# Entries shown
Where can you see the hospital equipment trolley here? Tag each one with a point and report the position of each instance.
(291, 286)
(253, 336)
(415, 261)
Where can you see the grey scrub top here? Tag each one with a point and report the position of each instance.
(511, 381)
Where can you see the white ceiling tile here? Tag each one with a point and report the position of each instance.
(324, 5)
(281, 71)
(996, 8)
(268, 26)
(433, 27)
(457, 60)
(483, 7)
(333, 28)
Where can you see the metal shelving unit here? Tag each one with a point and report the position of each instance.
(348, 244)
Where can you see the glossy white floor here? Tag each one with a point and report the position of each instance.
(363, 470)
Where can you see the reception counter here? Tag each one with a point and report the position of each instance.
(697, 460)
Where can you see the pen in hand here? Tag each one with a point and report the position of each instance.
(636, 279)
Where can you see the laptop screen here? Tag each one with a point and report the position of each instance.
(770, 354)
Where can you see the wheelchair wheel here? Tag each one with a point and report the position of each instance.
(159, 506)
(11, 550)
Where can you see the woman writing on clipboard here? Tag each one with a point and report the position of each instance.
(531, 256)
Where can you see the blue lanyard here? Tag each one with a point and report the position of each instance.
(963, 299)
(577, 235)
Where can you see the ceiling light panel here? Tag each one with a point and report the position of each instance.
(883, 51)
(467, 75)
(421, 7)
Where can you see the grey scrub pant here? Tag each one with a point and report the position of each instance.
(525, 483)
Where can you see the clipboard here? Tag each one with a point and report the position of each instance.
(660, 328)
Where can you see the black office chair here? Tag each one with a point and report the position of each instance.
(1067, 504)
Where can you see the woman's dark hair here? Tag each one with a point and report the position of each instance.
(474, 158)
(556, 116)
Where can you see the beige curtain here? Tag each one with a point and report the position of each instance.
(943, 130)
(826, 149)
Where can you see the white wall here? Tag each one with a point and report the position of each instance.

# Task prompt
Above are the records; retype them all without a single difference.

# Answer for the task
Where can you see the hospital equipment trolley here? Tag each one with a point and report the position of each instance.
(291, 286)
(253, 336)
(415, 261)
Where can you see the grey scrub top here? Tag each one with a point and report the position of each instance.
(511, 381)
Where can you see the white ceiling tile here? Tag each one with a point and report the position of each instance.
(324, 5)
(281, 71)
(996, 8)
(268, 26)
(433, 27)
(457, 60)
(483, 7)
(333, 28)
Where can you see the metal shelving unit here? Tag each one with a point and report the position of each instance.
(348, 244)
Where can you see the glossy white floor here? Tag each one with a point and report the position of each instance.
(363, 470)
Where can you see the reception counter here? Tag each one with a point and report the position of each instance.
(697, 460)
Where can you see the pen in hand here? Tag each one with a point and report the position of each instance.
(636, 279)
Where can you see the laptop screen here? Tag each one with a point and report the position of each instance.
(770, 354)
Where can you see the wheelchair wheel here? Tag each one with a point and report the position of each instance.
(159, 506)
(11, 550)
Where can you see the woman writing on clipboard here? Tag each one with a point and report the position of each instance.
(531, 256)
Where can you see the blue lanyard here? Tag each one with a point and report the position of each instance.
(963, 299)
(577, 235)
Where can you see the ceiling light panel here? Tag each one with a point and report the position of each instance.
(883, 51)
(467, 75)
(421, 7)
Where can you see the grey scrub pant here? Tag each one with a point and report the position of each instance.
(525, 483)
Where can you see the clipboard here? Tag each one with a point and report the position of each instance.
(660, 328)
Where can you see the black office chair here? Tag each one with a point and report the position of each instance.
(1067, 504)
Where can you see the woman's dark hair here? Tag each one with a point and report the position of each instance.
(474, 158)
(556, 116)
Where can you see the beige curtain here? Tag each one with a point and report the position of each instance.
(943, 130)
(826, 149)
Where can you see the white wall here? Tag each one with a point and report the position of each instance.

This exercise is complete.